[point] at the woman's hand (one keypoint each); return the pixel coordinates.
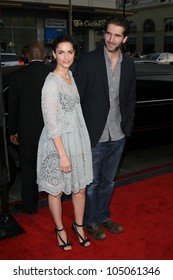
(65, 164)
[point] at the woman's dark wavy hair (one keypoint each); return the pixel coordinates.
(61, 39)
(118, 21)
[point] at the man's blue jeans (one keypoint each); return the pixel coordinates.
(106, 157)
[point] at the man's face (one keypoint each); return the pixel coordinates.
(114, 38)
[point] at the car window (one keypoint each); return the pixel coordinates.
(8, 58)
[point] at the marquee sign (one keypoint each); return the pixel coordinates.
(88, 23)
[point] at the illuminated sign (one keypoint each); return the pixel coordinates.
(88, 23)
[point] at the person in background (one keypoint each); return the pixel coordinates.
(64, 162)
(25, 120)
(106, 82)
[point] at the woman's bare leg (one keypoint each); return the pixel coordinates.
(78, 200)
(55, 207)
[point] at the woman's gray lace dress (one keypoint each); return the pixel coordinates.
(63, 116)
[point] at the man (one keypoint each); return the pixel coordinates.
(26, 121)
(106, 82)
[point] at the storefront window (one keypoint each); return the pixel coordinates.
(168, 44)
(17, 33)
(149, 26)
(148, 45)
(169, 24)
(23, 21)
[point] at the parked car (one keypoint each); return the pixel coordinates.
(153, 109)
(165, 58)
(10, 59)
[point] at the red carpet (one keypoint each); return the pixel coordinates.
(144, 208)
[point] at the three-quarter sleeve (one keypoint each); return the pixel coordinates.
(53, 115)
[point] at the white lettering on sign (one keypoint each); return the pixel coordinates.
(87, 23)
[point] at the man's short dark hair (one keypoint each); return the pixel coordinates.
(118, 21)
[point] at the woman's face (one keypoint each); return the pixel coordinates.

- **Task details**: Rewrite the data as a numbered list, beginning with the line that contains "[point] at the white" and continuing through the end of the data, both ends included. Omit any blank lines.

- **Answer to the exercise**:
1. [point] at the white lettering on sign (one keypoint each); return the pixel coordinates.
2. (87, 23)
3. [point] at the man's short dark hair (one keypoint each); return the pixel coordinates.
4. (118, 21)
5. [point] at the woman's face (one keypoint each); return the pixel coordinates.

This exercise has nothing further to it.